TRAVAIL À FAIRE.
(A) Dans le texte sur les expériences de résistance au feu, quel poste M. Sementini occupait-il à l'université ?
(B) Poursuivez, s'il vous plaît, le texte sur les expériences de résistance au feu après sa dernière phrase.

TEXTE SOURCE.
──────

Dans le temps où le P. Régnault s’occupait de ces recherches, un chimiste anglais, nommé Richardson, remplissait toute l’Europe du bruit de ses expériences merveilleuses. Il mâchait des charbons ardents sans se brûler ; il faisait fondre du soufre, le plaçait tout animé sur sa main, et le reportait sur sa langue, où il achevait de se consumer ; il mettait aussi sur sa langue des charbons embrasés, y faisait cuire un morceau de viande ou une huître, et souffrait, sans sourciller, qu’on excitât le feu avec un soufflet ; il tenait un fer rouge dans ses mains, sans qu’il y restât aucune trace de brûlure, prenait ce fer dans ses dents, et le lançait au loin avec une force étonnante ; il avalait de la poix et du verre fondus, du soufre et de la cire mêlés ensemble et tout ardents, de sorte que la flamme sortait de sa bouche comme d’une fournaise. Jamais, dans toutes ces épreuves, il ne donnait le moindre signe de douleur. Depuis le chimiste Richardson, plusieurs hommes ont essayé comme lui de manier le feu impunément. En 1774, on vit à la forge de Laune un homme qui marchait, sans se brûler, sur des barres de fer ardentes, tenait sur sa main des charbons et les soufflait avec sa bouche : sa peau était épaisse et enduite d’une sueur grasse, onctueuse, mais il n’employait aucun spécifique. Tant d’exemples prouvent qu’il n’est pas nécessaire d’être parent de sainte Catherine pour braver les effets du feu. Mais il fallait que quelqu’un prît la peine de prouver, par des expériences décisives, qu’on peut aisément opérer tous les prodiges dont l’Espagnol incombustible a grossi sa réputation ; ce physicien s’est trouvé à Naples.
M. Sementini, premier professeur de chimie à l’université de cette ville, a publié à ce sujet des recherches qui ne laissent rien à désirer. Ses premières tentatives ne furent pas heureuses ; mais il ne se découragea point. Il conçut que ses chairs ne pouvaient acquérir subitement les mêmes facultés que celles du fameux Lionetti, qui était alors incombustible ; qu’il était nécessaire de répéter longtemps les mêmes tentatives, et que, pour obtenir les résultats qu’il cherchait, il fallait beaucoup de constance. A force de soins, il réussit. Il se fit sur le corps des frictions sulfureuses et les répéta si souvent, qu’enfin il put y promener impunément une lame de fer rouge. Il essaya de produire le même effet avec une dissolution d’alun, l’une des substances les plus propres à repousser l’action du feu : le succès fut encore plus complet. Mais quand M. Sementini avait lavé la partie incombustible, il perdait aussitôt tous ses avantages, et devenait aussi périssable que le commun des mortels. Il fallut donc tenter de nouvelles expériences.

──────

DONNÉES FOURNIES.
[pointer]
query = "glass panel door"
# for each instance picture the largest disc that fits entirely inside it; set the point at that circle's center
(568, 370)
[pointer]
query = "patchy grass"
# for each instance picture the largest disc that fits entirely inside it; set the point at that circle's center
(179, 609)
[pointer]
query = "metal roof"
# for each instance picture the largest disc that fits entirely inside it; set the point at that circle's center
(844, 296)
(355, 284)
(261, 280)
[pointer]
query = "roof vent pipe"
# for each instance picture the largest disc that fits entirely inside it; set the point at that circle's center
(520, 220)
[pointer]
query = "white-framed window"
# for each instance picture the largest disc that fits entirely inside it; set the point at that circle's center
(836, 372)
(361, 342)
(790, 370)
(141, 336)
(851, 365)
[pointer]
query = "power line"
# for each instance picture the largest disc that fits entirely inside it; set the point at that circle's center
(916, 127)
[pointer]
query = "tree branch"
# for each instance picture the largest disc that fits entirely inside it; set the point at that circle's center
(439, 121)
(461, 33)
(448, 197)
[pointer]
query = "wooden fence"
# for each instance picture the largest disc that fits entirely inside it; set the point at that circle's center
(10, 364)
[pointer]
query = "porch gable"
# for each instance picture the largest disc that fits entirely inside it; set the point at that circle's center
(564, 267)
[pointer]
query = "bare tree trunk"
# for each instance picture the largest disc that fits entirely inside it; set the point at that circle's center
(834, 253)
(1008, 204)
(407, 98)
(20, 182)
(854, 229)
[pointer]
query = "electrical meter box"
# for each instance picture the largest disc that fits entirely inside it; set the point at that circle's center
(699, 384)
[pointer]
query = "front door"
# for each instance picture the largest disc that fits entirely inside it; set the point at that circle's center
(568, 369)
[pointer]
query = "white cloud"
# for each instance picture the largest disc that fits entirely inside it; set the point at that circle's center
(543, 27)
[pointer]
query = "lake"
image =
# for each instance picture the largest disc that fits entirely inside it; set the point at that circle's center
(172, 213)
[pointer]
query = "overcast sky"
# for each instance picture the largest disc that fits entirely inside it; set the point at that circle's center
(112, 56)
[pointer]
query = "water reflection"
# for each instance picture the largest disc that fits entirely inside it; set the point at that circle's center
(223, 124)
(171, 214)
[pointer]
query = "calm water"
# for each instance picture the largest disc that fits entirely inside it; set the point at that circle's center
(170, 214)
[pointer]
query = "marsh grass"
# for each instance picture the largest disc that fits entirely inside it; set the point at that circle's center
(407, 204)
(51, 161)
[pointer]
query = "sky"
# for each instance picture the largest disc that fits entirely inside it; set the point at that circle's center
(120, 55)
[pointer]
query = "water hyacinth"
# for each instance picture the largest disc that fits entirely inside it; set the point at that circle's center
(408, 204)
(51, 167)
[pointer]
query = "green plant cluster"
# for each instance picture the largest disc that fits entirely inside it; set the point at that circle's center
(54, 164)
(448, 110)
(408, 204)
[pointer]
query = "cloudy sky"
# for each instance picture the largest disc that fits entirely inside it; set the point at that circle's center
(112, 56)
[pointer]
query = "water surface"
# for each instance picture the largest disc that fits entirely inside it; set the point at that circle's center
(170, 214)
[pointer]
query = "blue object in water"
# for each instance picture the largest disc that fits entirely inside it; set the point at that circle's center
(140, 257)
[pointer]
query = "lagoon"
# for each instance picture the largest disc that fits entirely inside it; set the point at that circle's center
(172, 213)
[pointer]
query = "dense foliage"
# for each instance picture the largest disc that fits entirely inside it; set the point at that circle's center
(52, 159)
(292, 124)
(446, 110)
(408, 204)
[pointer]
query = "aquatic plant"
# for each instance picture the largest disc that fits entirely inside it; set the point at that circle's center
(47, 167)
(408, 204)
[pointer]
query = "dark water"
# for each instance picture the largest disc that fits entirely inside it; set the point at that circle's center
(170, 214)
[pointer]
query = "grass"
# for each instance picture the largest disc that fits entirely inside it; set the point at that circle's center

──────

RÉSULTATS FINAUX.
(A) Il était premier professeur de chimie à l'université de Naples.

(B)
Le hasard servit à souhait M. Sementini. En cherchant jusqu’à quel point l’énergie du spécifique qu’il avait employé pouvait se conserver, il passa sur la partie frottée un morceau de savon dur, et l’essuya avec un linge : il y porta ensuite une lame de fer. Quel fut son étonnement de voir que sa peau avait non-seulement conservé sa première insensibilité, mais qu’elle en avait acquis une bien plus grande encore ! Quand on est heureux, on devient entreprenant : M. Sementini tenta sur sa langue ce qu’il venait d’éprouver sur son bras, et sa langue répondit parfaitement à son attente ; elle soutint l’épreuve sans murmurer ; un fer étincelant n’y laissa pas la moindre empreinte de brûlure — Voilà donc les prodiges de l’incombustibilité réduits à des actes naturels et vulgaires[1]. Mais ces découvertes ne peuvent atténuer la protection toute divine des saints qui ont résisté à l’action du feu, en des temps où aucune des découvertes qu’on vient de lire n’avait eu lieu.